### What is needed
Could you transcribe the material below exactly, without leaving out a single line?

+ + + + + + +

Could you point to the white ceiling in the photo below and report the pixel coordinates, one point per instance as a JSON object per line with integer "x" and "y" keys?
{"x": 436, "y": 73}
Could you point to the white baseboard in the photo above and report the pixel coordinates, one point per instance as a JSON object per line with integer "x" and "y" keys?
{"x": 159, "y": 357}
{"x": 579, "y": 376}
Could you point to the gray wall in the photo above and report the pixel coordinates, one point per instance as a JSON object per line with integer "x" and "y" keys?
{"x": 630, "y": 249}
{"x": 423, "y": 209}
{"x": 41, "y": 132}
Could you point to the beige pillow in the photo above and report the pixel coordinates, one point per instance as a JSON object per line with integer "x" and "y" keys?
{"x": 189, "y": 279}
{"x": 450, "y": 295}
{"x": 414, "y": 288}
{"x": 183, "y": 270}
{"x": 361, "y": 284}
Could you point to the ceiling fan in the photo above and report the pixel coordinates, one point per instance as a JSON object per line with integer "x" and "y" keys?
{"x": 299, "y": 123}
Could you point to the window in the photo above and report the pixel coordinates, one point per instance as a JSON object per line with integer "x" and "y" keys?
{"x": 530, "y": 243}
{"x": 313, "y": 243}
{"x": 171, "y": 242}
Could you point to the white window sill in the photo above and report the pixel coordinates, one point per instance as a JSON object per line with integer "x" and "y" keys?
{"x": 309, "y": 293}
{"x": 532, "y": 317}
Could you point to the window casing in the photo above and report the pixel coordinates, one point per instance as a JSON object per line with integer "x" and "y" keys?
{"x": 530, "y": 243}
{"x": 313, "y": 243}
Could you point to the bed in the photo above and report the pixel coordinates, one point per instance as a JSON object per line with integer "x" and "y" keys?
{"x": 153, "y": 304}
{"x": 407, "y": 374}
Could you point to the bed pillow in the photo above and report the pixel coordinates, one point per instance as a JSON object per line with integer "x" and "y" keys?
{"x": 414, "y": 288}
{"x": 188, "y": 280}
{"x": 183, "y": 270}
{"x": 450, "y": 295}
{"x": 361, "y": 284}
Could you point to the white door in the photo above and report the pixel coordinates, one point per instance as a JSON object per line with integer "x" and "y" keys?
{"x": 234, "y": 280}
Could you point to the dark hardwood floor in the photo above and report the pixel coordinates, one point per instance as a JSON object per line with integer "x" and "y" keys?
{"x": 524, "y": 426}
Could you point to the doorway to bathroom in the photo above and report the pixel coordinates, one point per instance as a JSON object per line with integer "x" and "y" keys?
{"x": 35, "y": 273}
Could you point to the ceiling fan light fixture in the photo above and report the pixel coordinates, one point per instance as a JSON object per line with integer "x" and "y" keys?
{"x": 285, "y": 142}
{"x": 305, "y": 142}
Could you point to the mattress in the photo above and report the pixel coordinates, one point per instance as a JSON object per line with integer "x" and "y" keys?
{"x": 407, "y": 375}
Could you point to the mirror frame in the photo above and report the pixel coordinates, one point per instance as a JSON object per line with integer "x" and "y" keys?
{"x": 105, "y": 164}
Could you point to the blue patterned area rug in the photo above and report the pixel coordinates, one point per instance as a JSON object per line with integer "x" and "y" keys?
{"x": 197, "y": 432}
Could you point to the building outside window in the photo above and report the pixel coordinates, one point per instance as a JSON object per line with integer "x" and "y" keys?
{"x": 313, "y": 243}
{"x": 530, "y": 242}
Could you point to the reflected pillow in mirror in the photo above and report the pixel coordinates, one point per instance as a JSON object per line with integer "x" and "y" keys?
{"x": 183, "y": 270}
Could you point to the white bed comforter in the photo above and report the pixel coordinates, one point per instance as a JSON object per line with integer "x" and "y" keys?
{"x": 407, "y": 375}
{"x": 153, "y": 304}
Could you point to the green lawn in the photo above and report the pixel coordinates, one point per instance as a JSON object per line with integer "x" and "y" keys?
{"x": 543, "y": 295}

+ + + + + + +

### Task output
Could you point to the white ceiling in the photo below and report the pixel coordinates, one point per instance as a JSON object per line with integer "x" and "y" keys?
{"x": 436, "y": 73}
Could you point to the white baseboard in the photo above and report the pixel coordinates, one point per instance as a JSON object per line with integer "x" and "y" keys?
{"x": 159, "y": 357}
{"x": 579, "y": 376}
Could you point to the gray wall in the photo above and report the pixel coordinates, one point per instance as a JSON object per line with integer "x" and "y" keys?
{"x": 630, "y": 249}
{"x": 423, "y": 209}
{"x": 41, "y": 132}
Could you point to the beige pillow in the photo above and report the pixel coordinates, one point per instance as a JSON object per line with integer "x" and "y" keys?
{"x": 189, "y": 279}
{"x": 450, "y": 295}
{"x": 414, "y": 288}
{"x": 183, "y": 270}
{"x": 361, "y": 284}
Could you point to the ceiling fan in the photo above and report the pixel coordinates, one point per instance as a JSON object per line with integer "x" and "y" keys?
{"x": 299, "y": 123}
Could you point to the window in the photo above and report the pixel coordinates, one point per instance as a JSON object per line with integer "x" and "y" keys?
{"x": 530, "y": 243}
{"x": 313, "y": 243}
{"x": 171, "y": 242}
Could you point to the white window sill in the photo above and report the pixel coordinates, one point per instance as a JSON object per line with integer "x" and "y" keys?
{"x": 309, "y": 293}
{"x": 532, "y": 317}
Could you point to the window casing in the photo above and report the pixel coordinates, one point per instance as a JSON object per line with integer "x" and "y" keys?
{"x": 530, "y": 243}
{"x": 313, "y": 243}
Could you point to the bed in the photo above and report the pixel coordinates, one point per instance as a JSON object per line with integer "x" and "y" keys?
{"x": 153, "y": 304}
{"x": 407, "y": 374}
Could you point to the bed pillow in the photo above and report the pixel coordinates, one point per instance as a JSON object per line with integer "x" and "y" keys?
{"x": 414, "y": 288}
{"x": 188, "y": 280}
{"x": 183, "y": 270}
{"x": 450, "y": 295}
{"x": 361, "y": 284}
Could you point to the white door in the photo above and report the pixel coordinates, one point per instance as a JSON object per line with integer "x" and "y" keys?
{"x": 234, "y": 280}
Could you point to the dark hardwood floor in the photo above and report the pixel coordinates, one point per instance as a JSON object per line with integer "x" and "y" keys?
{"x": 524, "y": 426}
Could you point to the doorway to bathroom in the photo above and report the pixel coordinates, one point per instance as a JSON object per line with integer "x" and "y" keys?
{"x": 35, "y": 273}
Could you point to the ceiling fan light fixture in the photo above and report the pixel coordinates, one point per instance as a JSON object per line with integer "x" and "y" keys?
{"x": 285, "y": 142}
{"x": 305, "y": 142}
Could you point to the mattress in the photo above and report the pixel coordinates, one point per instance as a JSON object per line with integer "x" and "y" keys?
{"x": 407, "y": 375}
Could you point to the mirror frame in the photo above and report the pixel coordinates, one point per instance as a JSON object per line with integer "x" and "y" keys?
{"x": 105, "y": 164}
Could you point to the blue patterned area rug in the photo above and report the pixel coordinates, one point per instance as a JSON object per line with integer "x" and "y" keys?
{"x": 197, "y": 432}
Could you point to the building outside window in the photo above and report the pixel coordinates, one point per instance as a JSON object per line with integer "x" and "y" keys?
{"x": 313, "y": 243}
{"x": 530, "y": 242}
Could you point to the reflected pillow in mirror in the photo above and report the pixel coordinates, one point per instance as a JSON object per line with integer "x" and "y" keys?
{"x": 183, "y": 270}
Could you point to the white bed comforter in the photo above and report the pixel coordinates, one point per instance as a JSON object per line with integer "x" and "y" keys?
{"x": 407, "y": 375}
{"x": 153, "y": 304}
Could you point to the green lawn in the photo above and report the pixel coordinates, one point per instance as a JSON object per line with integer "x" and "y" keys?
{"x": 543, "y": 295}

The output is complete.